▶ _Tujuan a_
Masukkan baris-baris entri di bawah, mulai dari baris yang memuat "indicate the antenna with a point" sampai dengan baris terakhir entri, ke dalam sebuah daftar JSON berisi string, satu string untuk setiap baris dan tanpa baris kosong.

▶ _Kutipan Teks_
<<<<

Selasa, 06 Desember 2011

Berau dalam kenangan

Suatu daerah di Kalimantan Timur bagian utara ini bernama Berau. Mendengar nama daerah ini, mungkin belum terlalu banyak orang yang mengenal. Orang mungkin lebih banyak mengenal Balikpapan, Samarinda atau Tarakan. Padahal daerah ini merupakan daerah yang cukup kaya akan sumberdaya alam seperti batubara, minyak dan hasil hutan, serta kaya akan keindahan alamnya seperti Kepulauan Derawan dan sebagainya. Begitu juga aku, tidak terlalu banyak mengenal daerah ini, bahkan dengar pun jarang, namun takdir membawaku ke daerah ini untuk mencari nafkah selama kurang lebih 1,5 tahun.

Hari itu Kamis, 11 Februari 2010, aku berkesempatan untuk menginjakkan kaki untuk pertama kalinya di bumi borneo. Ya, Alhamdulillah aku diterima untuk bekerja disalah satu perusahaan tambang batubara di berau, Kaltim. Aku senang sekali, selain karena akan melepas status sebagai “pengangguran”, aku akan pergi ke suatu daerah yang belum pernah aku kunjungi sebelumnya. Pagi itu aku berangkat bersama 8 orang teman (kalau tidak salah), kami diterima kerja di perusahaan yang sama. Kami berangkat dari bandara Adi sucipto Yogyakarta menuju bandara sepinggan Balikpapan. Setelah menempuh perjalanan kurang lebih 1,5 jam, akhirnya kami mendarat di bandara sepinggan. Alhamdulillah, akhirnya aku menjejakkan kaki di tanah Kalimantan. Untuk sampai ke berau, masih harus melanjutkan perjalanan udara kurang lebih 40 menit, kebanyakan merupakan pesawat kecil, atau kalau mau lewat darat biasa juga, kurang lebih 12 jam sampai berau. Waktu keberangkatan ke berau dari Balikpapan masih agak lama, kami pun bersantai dulu di bandara. Tiba2 ada sesuatu hal tidak terduga, pesawat yang akan membawa kami ke berau mengalami kecelakaan dan seluruh penerbangan maskapai itu dibatalkan. Seorang petugas yang memang bertugas mengurusi transportasi kami mencoba mencari penerbangan dari maskapai lain, namun hanya mendapatkan 3 tiket. Dengan sangat “terpaksa” sebagian dari kami harus menginap dulu di Balikpapan. Alhamdulillah aku kebagian menginap di Balikpapan. Aku memang ingin sekali jalan2 di kota ini, soalnya banyak cerita baik mengenai kota ini.

>>>>

▶ _Tujuan b_
Lanjutkan catatan tentang Berau di atas, mulai setelah kalimat terakhirnya.

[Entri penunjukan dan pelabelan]
<<<<

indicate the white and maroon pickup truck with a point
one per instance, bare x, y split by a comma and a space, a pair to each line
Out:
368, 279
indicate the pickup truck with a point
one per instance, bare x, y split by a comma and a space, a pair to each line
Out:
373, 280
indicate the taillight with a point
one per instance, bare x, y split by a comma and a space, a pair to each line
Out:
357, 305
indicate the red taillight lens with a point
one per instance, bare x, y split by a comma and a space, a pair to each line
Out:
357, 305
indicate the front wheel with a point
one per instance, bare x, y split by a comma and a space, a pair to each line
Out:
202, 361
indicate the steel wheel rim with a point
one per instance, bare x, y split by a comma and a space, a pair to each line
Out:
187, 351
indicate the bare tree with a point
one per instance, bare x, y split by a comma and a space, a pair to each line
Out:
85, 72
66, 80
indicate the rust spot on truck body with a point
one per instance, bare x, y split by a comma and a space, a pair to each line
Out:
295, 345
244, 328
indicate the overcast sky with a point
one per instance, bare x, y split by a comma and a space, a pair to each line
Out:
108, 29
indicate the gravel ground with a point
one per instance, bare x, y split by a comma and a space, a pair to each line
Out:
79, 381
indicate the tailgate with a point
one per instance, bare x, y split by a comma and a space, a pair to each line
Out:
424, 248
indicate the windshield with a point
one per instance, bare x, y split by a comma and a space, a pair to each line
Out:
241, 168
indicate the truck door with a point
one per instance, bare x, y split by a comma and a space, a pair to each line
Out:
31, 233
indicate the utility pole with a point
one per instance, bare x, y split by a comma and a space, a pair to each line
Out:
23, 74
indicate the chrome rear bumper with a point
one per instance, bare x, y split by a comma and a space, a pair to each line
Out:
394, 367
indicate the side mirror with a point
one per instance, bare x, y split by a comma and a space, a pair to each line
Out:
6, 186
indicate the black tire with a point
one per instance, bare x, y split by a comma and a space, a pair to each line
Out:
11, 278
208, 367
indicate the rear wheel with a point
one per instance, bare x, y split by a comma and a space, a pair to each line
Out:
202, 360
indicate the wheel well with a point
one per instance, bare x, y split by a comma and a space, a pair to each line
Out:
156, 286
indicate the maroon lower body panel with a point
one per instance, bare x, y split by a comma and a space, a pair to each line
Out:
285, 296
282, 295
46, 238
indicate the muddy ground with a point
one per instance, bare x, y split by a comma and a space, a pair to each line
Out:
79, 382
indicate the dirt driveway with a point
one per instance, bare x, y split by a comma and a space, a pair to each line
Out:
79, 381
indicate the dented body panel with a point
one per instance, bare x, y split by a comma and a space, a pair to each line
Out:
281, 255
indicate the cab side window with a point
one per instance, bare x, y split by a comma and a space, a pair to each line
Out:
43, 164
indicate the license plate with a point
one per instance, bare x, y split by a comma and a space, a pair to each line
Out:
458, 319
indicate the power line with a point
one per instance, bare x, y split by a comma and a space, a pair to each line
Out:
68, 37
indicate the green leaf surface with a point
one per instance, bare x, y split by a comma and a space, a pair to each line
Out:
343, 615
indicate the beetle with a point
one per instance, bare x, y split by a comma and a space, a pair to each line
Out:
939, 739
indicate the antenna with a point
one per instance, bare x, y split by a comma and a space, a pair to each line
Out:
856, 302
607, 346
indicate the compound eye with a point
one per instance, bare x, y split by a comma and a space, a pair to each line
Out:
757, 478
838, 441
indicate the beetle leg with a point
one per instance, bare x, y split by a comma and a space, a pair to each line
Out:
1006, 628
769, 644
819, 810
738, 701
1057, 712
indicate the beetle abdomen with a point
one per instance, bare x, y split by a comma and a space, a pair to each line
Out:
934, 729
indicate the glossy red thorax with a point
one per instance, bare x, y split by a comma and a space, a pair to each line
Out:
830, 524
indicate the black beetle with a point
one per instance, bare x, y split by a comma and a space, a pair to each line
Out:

>>>>

▶ _Hasil Latihan a_
[
  "indicate the antenna with a point",
  "one per instance, bare x, y split by a comma and a space, a pair to each line",
  "Out:",
  "856, 302",
  "607, 346",
  "indicate the compound eye with a point",
  "one per instance, bare x, y split by a comma and a space, a pair to each line",
  "Out:",
  "757, 478",
  "838, 441",
  "indicate the beetle leg with a point",
  "one per instance, bare x, y split by a comma and a space, a pair to each line",
  "Out:",
  "1006, 628",
  "769, 644",
  "819, 810",
  "738, 701",
  "1057, 712",
  "indicate the beetle abdomen with a point",
  "one per instance, bare x, y split by a comma and a space, a pair to each line",
  "Out:",
  "934, 729",
  "indicate the glossy red thorax with a point",
  "one per instance, bare x, y split by a comma and a space, a pair to each line",
  "Out:",
  "830, 524",
  "indicate the black beetle with a point",
  "one per instance, bare x, y split by a comma and a space, a pair to each line",
  "Out:"
]

▶ _Hasil Latihan b_
Balikpapan. Salah satu kota besar di Kaltim ini sepertinya merupakan tempat yang nyaman. Kota kaya ini cukup rapi dan bersih jika dibanding kota-kota lain di Pulau Jawa. Di kota ini ada perda larangan buang sampah di sembarang tempat, pelakunya bisa langsung di denda. Bahkan di setiap angkutan kota (disini disebut taxi) wajib menyediakan tong sampah di dalamnya, kalau tidak pemilik taxi tersebut akan di denda, tidak heran kalau kebersihan kota ini selalu terjaga, patut dijadikan contoh kota2 lainnya. Jembatan penyebrangan di kota ini juga berfungsi sesuai kegunaannya, yaitu untuk menyebrang pejalan kaki, tidak seperti di kota2 besar lainnya seperti di Jakarta, yang “beralih fungsi” menjadi tempat berjualan, mengemis, bahkan sepeda motor pun masuk ke jembatan penyebrangan. Trotoar juga relative aman dari pedagang kaki lima, sehingga pejalan kaki bias berjalan denga santai di trotoar. Saya juga tidak menemukan pengemis dan pengamen di kota ini. Ada yang bilang sih kalau ketertiban di kota ini dikarenakan tingkat kesejahteraan masyarakatnya yang relative baik, semua masyarakat punya penghasilan yang cukup untuk memenuhi kebutuhan sehari-hari. Menurut saya, sampai saat ini kota ini merupakan kota paling bersih dan tertib di Indonesia. Sayang sekali, cuma sebentar aku bisa menikmati kota ini, karena harus melanjutkan perjalanan ke tujuan utama, Berau.

Akhirnya sampai juga kami di Bandara Kalimarau, Tanjung Redeb, Berau. Bandara ini cukup kecil, pesawat yang beroperasi di bandara ini sebagian besar merupakan pesawat kecil. Namun, bandara ini sedang diperluas, sehingga tidak berapa lama lagi akan menjadi besar dan pesawat-pesawat besar pun akan masuk. Sampai di bandara, kami dijemput oleh sopir perusahaan tempat kami bekerja dan langsung dibawa ke kantor.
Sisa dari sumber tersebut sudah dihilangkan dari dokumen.